FAÇA ISTO:
Transcreva na íntegra, sem qualquer alteração, o texto sobre Vítor Frade apresentado abaixo.

TEXTO FORNECIDO:
"Vítor Pereira é um dos discípulos óbvios, Carlos Carvalhal também, Jorge Jesus teve-o na equipa técnica em Felgueiras, Fernando Santos, concede o próprio, mudou os conceitos de treino devido a ele, Mourinho e Villas-Boas conheceram-no de perto, Luís Castro tornou-se amigo para a vida, Paulo Fonseca é marcado por Jesus mas admite que todos aprenderam indirectamente com o velho mestre, e a lista seria interminável. De uma forma ou de outra, a conclusão é a mesma: ninguém como ele influenciou tantos e tão profundamente. Chama-se Vítor Frade o maior revolucionário silencioso do futebol português.
Pepijn Lijnders, hoje braço direito de Jurgen Klopp no Liverpool, chegou ao Porto vindo do PSV para mudar o futebol jovem dos dragões. Mudou ele próprio também. Holandês, carregava a influência forte de Johan Cruyff – como não? – mas também de Wiel Coerver, histórico técnico do Feyenoord, igualmente apóstolo de um jogo de iniciativa e sedutor, e que deixou o legado de um método de treino a que deu nome. «Frade está nessa categoria, de Cruyff e Coerver», disse há dias. E não há elogio maior. Lijnders reconhece em Vítor Frade o homem que lhe transformou ideias em princípios e o fez perceber que é preciso treinar como se quer jogar. Muito jovem, o holandês que chegou cá como especialista do desenvolvimento individual, partiu convicto de que o essencial é colectivo.

LINHAS FORNECIDAS:
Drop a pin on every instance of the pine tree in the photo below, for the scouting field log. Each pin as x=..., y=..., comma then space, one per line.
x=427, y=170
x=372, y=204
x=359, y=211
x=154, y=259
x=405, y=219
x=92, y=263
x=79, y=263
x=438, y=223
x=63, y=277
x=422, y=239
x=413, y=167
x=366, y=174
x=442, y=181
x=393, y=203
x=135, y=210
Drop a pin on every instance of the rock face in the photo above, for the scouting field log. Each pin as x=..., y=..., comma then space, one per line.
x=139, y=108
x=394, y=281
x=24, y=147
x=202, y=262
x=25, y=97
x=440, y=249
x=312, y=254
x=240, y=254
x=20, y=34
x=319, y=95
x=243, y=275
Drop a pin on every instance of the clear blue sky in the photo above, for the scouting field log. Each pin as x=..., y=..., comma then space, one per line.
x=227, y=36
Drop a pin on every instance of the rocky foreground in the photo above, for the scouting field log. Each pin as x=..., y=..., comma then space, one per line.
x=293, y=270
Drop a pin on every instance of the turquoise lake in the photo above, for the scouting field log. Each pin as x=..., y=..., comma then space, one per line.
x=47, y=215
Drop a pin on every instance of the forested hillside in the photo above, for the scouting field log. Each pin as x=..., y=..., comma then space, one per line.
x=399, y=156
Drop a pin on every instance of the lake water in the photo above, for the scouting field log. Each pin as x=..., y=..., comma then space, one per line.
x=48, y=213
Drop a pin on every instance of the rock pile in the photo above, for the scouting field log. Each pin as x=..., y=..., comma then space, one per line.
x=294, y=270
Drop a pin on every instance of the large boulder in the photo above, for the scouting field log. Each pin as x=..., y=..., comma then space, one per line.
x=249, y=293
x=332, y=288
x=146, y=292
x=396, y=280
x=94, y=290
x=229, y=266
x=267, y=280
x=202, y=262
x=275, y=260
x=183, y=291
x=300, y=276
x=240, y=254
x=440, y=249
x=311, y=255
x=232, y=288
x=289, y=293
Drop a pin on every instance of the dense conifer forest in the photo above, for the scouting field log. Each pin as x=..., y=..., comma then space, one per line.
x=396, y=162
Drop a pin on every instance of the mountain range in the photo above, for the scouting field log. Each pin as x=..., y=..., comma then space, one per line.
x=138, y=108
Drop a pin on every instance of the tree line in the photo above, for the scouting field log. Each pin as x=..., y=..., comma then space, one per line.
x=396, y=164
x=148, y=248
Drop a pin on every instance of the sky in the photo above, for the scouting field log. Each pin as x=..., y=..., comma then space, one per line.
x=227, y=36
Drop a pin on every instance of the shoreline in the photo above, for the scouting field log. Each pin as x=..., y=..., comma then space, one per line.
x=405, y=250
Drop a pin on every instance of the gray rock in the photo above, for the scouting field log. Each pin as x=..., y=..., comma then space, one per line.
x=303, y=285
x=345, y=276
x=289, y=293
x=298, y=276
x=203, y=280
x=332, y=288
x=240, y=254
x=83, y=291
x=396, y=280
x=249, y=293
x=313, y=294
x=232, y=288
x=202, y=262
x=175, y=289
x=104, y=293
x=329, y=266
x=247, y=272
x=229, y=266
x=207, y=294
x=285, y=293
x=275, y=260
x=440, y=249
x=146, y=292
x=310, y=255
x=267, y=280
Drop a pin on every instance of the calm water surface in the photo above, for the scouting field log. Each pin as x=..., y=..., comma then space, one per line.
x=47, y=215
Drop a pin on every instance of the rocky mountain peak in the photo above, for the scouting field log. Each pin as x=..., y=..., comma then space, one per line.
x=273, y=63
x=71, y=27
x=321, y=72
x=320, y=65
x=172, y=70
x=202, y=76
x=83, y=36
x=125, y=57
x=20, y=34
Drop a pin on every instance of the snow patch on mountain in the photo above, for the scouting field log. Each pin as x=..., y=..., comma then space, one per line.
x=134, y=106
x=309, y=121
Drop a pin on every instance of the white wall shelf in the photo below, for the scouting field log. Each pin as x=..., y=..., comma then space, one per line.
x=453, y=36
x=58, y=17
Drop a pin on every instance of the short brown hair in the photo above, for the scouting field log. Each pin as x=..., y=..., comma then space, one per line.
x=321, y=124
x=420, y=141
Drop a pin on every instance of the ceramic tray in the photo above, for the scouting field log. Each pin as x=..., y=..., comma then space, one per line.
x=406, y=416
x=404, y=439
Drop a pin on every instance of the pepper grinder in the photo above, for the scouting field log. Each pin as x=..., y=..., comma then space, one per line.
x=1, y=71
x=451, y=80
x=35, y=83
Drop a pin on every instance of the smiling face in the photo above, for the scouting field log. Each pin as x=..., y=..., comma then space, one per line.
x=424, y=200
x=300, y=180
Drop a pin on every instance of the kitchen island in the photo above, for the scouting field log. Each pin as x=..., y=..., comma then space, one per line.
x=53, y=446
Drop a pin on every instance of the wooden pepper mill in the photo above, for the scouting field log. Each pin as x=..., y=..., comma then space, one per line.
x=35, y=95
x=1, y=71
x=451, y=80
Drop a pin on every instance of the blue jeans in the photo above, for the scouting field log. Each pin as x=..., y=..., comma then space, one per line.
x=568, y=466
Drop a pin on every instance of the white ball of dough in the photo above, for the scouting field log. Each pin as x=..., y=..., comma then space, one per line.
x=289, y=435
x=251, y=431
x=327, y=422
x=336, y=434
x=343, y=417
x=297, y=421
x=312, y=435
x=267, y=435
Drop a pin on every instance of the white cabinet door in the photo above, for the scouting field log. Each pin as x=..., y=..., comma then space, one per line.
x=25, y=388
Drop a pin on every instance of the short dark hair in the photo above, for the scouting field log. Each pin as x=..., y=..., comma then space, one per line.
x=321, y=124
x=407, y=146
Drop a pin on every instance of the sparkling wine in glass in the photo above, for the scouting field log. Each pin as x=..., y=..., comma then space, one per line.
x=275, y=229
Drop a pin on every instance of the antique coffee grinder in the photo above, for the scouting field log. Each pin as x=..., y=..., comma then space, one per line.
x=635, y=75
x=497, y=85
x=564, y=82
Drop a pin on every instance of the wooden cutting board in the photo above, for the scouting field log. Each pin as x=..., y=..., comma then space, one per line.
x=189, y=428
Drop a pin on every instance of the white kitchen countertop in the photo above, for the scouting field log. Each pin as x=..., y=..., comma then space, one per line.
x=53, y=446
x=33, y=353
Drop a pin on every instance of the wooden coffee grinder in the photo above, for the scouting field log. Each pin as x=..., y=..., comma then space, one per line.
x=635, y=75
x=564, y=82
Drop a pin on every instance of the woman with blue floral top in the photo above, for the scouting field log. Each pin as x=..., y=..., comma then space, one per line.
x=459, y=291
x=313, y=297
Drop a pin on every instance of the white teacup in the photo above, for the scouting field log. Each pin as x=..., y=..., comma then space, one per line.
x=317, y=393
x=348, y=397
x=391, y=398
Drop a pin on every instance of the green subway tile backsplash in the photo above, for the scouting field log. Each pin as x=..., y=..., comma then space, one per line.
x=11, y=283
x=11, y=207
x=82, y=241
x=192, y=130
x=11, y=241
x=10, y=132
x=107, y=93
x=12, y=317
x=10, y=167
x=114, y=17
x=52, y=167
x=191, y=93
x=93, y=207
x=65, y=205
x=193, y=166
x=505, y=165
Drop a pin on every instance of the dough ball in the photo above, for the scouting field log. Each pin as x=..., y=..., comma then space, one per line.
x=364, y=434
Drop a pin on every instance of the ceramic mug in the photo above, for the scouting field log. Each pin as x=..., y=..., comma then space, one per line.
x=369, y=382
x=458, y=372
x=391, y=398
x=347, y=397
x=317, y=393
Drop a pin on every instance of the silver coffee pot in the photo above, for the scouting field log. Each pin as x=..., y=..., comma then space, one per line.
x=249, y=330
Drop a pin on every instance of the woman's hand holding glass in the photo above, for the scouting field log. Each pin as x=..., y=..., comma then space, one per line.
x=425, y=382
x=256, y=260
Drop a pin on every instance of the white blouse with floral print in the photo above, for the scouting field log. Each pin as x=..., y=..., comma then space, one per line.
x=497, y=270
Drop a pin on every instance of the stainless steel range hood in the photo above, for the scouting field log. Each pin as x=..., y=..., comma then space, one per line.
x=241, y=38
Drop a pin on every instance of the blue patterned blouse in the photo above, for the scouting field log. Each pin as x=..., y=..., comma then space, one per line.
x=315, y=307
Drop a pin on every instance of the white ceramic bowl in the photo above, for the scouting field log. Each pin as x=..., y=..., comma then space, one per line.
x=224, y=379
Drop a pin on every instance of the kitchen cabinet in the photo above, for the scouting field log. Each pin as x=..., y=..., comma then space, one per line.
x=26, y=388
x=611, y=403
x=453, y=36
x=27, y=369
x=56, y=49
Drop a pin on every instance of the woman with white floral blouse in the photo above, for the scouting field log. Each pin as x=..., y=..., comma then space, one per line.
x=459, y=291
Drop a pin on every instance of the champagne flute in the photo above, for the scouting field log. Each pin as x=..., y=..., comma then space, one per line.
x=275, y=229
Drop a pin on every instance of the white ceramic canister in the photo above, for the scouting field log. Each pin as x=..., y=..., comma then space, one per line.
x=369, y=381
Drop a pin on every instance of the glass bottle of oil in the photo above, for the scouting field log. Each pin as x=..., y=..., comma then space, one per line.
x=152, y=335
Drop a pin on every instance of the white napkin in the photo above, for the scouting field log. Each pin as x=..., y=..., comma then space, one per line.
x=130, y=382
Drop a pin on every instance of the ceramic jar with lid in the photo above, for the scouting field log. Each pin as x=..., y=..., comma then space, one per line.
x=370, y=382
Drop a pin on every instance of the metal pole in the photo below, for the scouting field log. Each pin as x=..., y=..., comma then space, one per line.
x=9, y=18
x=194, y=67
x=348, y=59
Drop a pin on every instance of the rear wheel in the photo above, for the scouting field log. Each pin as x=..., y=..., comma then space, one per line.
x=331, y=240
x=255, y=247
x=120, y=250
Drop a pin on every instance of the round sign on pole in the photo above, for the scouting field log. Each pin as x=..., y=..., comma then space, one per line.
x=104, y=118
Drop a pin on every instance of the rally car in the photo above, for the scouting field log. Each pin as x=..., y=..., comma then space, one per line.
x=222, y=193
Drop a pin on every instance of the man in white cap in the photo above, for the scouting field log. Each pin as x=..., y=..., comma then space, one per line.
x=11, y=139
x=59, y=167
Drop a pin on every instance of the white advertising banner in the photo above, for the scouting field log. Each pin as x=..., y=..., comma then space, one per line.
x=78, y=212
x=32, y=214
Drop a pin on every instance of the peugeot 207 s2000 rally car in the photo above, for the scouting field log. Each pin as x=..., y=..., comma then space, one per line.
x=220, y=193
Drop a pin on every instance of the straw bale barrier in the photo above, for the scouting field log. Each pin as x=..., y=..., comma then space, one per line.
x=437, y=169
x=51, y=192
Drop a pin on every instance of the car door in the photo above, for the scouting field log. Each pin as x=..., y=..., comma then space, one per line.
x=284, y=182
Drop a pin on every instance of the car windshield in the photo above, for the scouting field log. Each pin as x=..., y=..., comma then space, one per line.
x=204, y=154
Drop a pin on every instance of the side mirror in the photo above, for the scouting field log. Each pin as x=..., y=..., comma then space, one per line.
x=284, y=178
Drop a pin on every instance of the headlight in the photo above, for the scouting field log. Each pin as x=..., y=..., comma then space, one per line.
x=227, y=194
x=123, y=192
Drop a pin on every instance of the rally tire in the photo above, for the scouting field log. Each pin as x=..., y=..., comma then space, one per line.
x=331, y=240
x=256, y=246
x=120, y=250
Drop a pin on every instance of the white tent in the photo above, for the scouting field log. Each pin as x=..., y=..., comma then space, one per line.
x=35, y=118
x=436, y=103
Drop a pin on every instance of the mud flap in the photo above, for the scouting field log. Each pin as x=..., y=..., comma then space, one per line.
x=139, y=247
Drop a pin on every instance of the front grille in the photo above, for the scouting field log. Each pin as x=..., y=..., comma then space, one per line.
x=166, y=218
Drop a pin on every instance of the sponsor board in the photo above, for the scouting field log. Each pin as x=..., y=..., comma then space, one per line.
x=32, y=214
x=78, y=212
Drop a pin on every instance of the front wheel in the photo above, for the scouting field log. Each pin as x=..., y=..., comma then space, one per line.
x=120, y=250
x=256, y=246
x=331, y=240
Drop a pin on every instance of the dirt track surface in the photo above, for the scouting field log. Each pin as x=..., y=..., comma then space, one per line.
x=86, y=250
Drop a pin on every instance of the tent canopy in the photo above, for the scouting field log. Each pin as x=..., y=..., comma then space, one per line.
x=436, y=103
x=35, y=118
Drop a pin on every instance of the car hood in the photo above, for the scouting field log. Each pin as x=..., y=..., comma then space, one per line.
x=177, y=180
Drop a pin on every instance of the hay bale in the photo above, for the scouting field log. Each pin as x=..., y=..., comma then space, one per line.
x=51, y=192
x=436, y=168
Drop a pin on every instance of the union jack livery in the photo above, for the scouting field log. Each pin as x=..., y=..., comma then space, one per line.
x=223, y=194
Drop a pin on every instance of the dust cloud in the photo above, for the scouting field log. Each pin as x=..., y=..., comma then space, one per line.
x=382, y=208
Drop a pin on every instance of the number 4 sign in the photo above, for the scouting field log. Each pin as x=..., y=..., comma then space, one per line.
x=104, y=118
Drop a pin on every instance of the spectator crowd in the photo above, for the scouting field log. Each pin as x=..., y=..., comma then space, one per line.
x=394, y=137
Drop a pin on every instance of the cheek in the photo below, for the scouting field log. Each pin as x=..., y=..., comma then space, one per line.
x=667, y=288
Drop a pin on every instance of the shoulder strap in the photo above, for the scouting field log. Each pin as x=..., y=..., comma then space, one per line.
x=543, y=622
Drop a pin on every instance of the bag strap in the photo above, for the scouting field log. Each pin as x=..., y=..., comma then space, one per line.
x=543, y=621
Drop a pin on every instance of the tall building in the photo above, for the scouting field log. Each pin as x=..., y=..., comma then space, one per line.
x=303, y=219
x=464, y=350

RESPOSTA COMPLETA:
"Vítor Pereira é um dos discípulos óbvios, Carlos Carvalhal também, Jorge Jesus teve-o na equipa técnica em Felgueiras, Fernando Santos, concede o próprio, mudou os conceitos de treino devido a ele, Mourinho e Villas-Boas conheceram-no de perto, Luís Castro tornou-se amigo para a vida, Paulo Fonseca é marcado por Jesus mas admite que todos aprenderam indirectamente com o velho mestre, e a lista seria interminável. De uma forma ou de outra, a conclusão é a mesma: ninguém como ele influenciou tantos e tão profundamente. Chama-se Vítor Frade o maior revolucionário silencioso do futebol português.
Pepijn Lijnders, hoje braço direito de Jurgen Klopp no Liverpool, chegou ao Porto vindo do PSV para mudar o futebol jovem dos dragões. Mudou ele próprio também. Holandês, carregava a influência forte de Johan Cruyff – como não? – mas também de Wiel Coerver, histórico técnico do Feyenoord, igualmente apóstolo de um jogo de iniciativa e sedutor, e que deixou o legado de um método de treino a que deu nome. «Frade está nessa categoria, de Cruyff e Coerver», disse há dias. E não há elogio maior. Lijnders reconhece em Vítor Frade o homem que lhe transformou ideias em princípios e o fez perceber que é preciso treinar como se quer jogar. Muito jovem, o holandês que chegou cá como especialista do desenvolvimento individual, partiu convicto de que o essencial é colectivo.